Beginning with the line that contains "Reviewer note: confirm that each instance of the blue military", extract each line through the end of the listing below, with no additions or omissions.

DATA PROVIDED:
============

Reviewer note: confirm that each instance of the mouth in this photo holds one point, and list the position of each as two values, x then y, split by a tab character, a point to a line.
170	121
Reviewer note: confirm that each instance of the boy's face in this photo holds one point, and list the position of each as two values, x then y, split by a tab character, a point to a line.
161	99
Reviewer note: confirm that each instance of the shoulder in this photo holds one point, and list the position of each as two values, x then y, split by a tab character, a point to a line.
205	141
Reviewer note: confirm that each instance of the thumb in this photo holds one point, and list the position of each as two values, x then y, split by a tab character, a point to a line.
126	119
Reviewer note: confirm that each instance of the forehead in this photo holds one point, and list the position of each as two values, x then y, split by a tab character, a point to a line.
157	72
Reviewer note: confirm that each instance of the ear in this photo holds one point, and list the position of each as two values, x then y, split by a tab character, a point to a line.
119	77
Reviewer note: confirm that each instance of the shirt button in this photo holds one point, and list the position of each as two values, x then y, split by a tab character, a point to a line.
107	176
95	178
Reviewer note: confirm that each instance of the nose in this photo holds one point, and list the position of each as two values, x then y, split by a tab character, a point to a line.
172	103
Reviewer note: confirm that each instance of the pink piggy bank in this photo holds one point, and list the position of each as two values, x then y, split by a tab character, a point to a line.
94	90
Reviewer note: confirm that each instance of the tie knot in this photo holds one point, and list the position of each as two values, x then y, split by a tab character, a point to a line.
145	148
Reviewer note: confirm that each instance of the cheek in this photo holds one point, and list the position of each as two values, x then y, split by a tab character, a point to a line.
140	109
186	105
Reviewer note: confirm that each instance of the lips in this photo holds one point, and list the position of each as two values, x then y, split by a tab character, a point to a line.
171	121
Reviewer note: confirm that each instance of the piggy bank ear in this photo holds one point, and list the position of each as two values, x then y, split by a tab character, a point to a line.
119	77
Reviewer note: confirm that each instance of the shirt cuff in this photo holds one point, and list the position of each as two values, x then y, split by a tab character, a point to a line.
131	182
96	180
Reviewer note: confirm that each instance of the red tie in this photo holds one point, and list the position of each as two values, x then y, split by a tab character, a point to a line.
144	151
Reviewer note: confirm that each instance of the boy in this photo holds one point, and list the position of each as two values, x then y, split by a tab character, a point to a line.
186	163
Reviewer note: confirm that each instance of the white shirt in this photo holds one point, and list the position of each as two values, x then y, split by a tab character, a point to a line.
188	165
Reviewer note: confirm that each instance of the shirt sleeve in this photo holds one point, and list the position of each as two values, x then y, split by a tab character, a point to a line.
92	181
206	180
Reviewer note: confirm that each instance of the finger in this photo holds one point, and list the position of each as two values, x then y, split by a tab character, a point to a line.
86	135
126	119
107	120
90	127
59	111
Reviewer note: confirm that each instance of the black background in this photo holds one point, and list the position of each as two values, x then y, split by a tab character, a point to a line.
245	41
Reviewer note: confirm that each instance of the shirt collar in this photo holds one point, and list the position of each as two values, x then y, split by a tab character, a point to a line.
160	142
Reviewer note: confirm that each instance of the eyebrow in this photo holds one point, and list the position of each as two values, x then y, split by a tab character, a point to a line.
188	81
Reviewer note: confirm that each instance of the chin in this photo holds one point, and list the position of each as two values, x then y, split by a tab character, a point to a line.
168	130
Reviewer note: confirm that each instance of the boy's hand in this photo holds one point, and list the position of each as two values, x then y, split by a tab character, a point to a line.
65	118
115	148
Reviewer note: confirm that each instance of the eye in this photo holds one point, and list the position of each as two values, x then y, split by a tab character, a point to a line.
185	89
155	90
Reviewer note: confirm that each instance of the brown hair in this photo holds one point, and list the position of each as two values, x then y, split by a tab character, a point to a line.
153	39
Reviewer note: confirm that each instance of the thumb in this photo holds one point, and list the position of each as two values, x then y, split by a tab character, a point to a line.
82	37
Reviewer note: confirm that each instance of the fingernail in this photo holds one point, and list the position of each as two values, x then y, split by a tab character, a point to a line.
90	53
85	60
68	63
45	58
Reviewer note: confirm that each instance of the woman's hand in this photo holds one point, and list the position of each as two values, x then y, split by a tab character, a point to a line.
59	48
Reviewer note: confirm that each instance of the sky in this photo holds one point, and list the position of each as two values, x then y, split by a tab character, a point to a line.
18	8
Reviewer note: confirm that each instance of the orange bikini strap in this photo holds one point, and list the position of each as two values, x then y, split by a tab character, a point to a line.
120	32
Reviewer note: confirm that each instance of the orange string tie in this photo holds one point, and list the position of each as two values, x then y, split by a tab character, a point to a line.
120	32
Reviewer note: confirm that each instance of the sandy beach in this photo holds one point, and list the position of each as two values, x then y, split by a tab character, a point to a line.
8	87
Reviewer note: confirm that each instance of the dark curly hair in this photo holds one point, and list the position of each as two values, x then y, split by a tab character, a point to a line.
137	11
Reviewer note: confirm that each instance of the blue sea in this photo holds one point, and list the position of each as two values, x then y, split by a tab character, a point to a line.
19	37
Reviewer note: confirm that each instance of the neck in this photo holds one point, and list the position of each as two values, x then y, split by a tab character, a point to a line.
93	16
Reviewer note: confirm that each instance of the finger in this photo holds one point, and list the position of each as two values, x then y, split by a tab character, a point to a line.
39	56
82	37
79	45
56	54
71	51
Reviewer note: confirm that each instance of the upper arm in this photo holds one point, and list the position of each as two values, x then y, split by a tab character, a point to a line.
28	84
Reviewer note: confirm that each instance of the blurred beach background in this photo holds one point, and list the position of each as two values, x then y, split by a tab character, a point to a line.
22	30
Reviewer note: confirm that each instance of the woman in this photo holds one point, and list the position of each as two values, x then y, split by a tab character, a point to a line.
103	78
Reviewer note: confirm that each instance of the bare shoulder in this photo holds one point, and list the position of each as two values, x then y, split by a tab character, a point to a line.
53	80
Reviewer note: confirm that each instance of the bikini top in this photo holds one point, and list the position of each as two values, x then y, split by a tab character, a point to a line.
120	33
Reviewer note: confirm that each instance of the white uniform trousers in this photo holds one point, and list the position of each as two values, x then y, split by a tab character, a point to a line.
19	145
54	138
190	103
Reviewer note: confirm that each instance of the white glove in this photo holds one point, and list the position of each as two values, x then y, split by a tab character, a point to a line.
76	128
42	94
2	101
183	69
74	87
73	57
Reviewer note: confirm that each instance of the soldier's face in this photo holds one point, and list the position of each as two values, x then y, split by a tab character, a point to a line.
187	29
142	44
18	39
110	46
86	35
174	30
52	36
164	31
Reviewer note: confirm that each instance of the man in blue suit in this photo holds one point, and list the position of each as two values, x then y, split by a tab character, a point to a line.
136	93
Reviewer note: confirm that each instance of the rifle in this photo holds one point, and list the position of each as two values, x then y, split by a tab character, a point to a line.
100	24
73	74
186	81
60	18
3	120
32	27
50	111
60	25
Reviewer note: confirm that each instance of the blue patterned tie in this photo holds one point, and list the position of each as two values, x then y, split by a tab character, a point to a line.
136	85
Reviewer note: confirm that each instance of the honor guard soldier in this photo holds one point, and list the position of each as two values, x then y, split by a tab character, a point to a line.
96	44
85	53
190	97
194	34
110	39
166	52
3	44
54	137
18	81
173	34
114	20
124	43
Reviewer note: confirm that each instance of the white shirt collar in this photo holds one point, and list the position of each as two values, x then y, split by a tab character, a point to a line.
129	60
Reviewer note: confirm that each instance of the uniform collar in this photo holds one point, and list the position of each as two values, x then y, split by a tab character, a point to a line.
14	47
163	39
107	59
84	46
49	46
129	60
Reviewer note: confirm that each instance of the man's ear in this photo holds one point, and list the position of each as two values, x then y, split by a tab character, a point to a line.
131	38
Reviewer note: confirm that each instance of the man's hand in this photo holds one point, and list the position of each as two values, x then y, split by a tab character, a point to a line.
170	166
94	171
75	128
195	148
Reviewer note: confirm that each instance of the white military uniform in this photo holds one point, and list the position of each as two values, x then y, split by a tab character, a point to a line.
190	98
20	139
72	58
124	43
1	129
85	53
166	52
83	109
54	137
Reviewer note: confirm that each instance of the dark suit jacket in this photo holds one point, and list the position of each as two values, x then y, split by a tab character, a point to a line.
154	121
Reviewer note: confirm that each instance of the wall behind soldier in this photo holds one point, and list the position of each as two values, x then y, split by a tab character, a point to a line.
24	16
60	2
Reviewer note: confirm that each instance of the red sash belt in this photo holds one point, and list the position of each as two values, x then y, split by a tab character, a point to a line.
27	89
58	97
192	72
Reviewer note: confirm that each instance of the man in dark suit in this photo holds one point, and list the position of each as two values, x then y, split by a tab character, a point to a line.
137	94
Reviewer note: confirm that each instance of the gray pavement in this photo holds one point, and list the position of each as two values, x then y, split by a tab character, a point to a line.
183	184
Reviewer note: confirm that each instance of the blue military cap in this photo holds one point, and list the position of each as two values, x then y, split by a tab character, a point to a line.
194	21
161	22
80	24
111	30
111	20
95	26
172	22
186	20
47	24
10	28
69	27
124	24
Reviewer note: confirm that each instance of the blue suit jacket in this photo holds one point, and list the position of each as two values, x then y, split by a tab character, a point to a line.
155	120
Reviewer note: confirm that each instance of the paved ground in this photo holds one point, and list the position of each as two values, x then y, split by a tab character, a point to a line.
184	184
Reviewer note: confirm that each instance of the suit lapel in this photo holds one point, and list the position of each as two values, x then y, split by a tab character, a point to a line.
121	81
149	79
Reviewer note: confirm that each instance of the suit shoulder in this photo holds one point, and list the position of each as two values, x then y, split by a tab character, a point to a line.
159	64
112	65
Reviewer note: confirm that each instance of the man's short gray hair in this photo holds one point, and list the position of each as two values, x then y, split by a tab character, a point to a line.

============

COMPLETE ANSWER:
Reviewer note: confirm that each instance of the blue military cap in this photo holds one point, and list the position of each as two values, x then y, split by a tab character, a point to a line.
194	21
161	22
80	24
111	30
111	20
95	26
172	22
186	20
47	24
10	28
69	27
124	24
Reviewer note: confirm that each instance of the blue suit jacket in this photo holds one point, and list the position of each as two values, x then y, split by a tab character, a point to a line.
155	120
Reviewer note: confirm that each instance of the paved ground in this photo holds one point, and list the position of each as two values, x then y, split by a tab character, a point to a line.
184	184
Reviewer note: confirm that each instance of the suit lapel in this photo holds one point, and list the position of each as two values, x then y, split by a tab character, a point to a line.
121	81
149	79
Reviewer note: confirm that each instance of the suit shoulder in this photo holds one point, and list the position of each as two values, x then y, split by a tab character, a point to a line.
159	64
112	65
Reviewer note: confirm that each instance of the man's short gray hair in this photo holds one point, and list the position of each as two values, x then y, split by a tab character, a point to a line.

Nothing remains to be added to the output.